Exercise> Nothing in the listing may change. Repeat all of it.
Extracted records Block Start
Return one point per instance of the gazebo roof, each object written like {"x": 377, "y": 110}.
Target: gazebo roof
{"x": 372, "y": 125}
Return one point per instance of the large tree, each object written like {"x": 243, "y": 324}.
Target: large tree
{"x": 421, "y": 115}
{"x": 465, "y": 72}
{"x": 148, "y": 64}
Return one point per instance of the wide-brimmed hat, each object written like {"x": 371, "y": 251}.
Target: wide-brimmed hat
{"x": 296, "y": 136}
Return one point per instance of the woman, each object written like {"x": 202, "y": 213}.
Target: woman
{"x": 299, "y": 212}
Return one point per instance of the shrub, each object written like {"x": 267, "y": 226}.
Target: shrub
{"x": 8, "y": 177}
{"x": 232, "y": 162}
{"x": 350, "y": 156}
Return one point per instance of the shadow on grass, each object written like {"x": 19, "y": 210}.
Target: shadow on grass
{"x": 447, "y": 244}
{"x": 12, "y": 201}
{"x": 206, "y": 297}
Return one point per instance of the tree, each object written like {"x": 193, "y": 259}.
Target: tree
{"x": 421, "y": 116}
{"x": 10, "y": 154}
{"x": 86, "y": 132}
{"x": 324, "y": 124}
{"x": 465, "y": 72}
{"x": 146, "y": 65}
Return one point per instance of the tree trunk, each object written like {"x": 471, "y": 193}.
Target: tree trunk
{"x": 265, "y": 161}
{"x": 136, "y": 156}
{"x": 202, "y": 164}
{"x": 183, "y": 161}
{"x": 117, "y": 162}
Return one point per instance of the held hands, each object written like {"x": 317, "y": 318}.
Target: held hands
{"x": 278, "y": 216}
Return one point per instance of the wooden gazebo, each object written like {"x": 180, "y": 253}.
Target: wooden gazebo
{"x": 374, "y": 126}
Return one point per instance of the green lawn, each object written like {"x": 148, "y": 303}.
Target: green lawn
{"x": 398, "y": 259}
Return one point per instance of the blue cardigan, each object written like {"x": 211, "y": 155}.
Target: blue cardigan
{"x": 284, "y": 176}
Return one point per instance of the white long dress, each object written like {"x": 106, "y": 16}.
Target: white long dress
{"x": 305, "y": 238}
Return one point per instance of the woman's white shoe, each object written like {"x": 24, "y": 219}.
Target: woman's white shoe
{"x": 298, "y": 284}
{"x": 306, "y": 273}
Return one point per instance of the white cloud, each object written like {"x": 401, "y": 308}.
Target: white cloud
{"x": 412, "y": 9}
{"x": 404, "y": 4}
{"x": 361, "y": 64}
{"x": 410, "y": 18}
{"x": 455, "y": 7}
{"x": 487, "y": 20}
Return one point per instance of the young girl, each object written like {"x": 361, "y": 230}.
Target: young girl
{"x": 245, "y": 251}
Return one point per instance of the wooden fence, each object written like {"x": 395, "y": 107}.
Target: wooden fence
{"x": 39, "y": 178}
Extracted records Block End
Solution for this exercise>
Return one point per instance of the gazebo roof, each object written like {"x": 377, "y": 110}.
Target: gazebo roof
{"x": 372, "y": 125}
Return one point per instance of the large tree, each object written like {"x": 243, "y": 324}.
Target: large tree
{"x": 421, "y": 115}
{"x": 465, "y": 72}
{"x": 148, "y": 64}
Return one point per instance of the wide-brimmed hat, each object written like {"x": 371, "y": 251}.
Target: wide-brimmed hat
{"x": 296, "y": 136}
Return one point per instance of the woman, each object written like {"x": 202, "y": 213}.
Target: woman
{"x": 299, "y": 212}
Return one point per instance of the shrub, each object written like {"x": 267, "y": 226}.
Target: shrub
{"x": 8, "y": 177}
{"x": 232, "y": 162}
{"x": 350, "y": 156}
Return one point per instance of the shadow on grass, each object written like {"x": 19, "y": 210}.
Target: shadow on grass
{"x": 447, "y": 244}
{"x": 12, "y": 201}
{"x": 206, "y": 297}
Return one point per instance of the tree, each object written like {"x": 193, "y": 259}.
Target: tree
{"x": 421, "y": 116}
{"x": 10, "y": 154}
{"x": 86, "y": 132}
{"x": 324, "y": 124}
{"x": 465, "y": 72}
{"x": 146, "y": 65}
Return one point per instance of the tree trunk, each object written like {"x": 471, "y": 193}.
Target: tree trunk
{"x": 265, "y": 161}
{"x": 136, "y": 156}
{"x": 202, "y": 164}
{"x": 183, "y": 161}
{"x": 117, "y": 162}
Return one point per instance of the held hands, each object written like {"x": 317, "y": 318}.
Target: held hands
{"x": 278, "y": 216}
Return one point per instance of the wooden gazebo, each object written like {"x": 180, "y": 253}.
Target: wooden gazebo
{"x": 374, "y": 126}
Return one point per instance of the green lawn, each object written like {"x": 148, "y": 303}.
Target: green lawn
{"x": 398, "y": 259}
Return one point per instance of the blue cardigan, each object written like {"x": 211, "y": 155}.
Target: blue cardigan
{"x": 284, "y": 176}
Return one point per instance of the white long dress, each object written like {"x": 106, "y": 16}.
Target: white long dress
{"x": 305, "y": 238}
Return one point per instance of the woman's white shoe, each object written like {"x": 24, "y": 219}.
Target: woman's white shoe
{"x": 298, "y": 284}
{"x": 306, "y": 273}
Return one point per instance of the white cloud, each object written like {"x": 401, "y": 308}.
Target: white cloud
{"x": 412, "y": 9}
{"x": 404, "y": 4}
{"x": 361, "y": 64}
{"x": 410, "y": 18}
{"x": 455, "y": 7}
{"x": 487, "y": 20}
Return one point per instance of the young girl, each object written like {"x": 361, "y": 230}.
Target: young girl
{"x": 245, "y": 251}
Return one point per instance of the wooden fence, each object written like {"x": 395, "y": 107}.
Target: wooden fence
{"x": 39, "y": 178}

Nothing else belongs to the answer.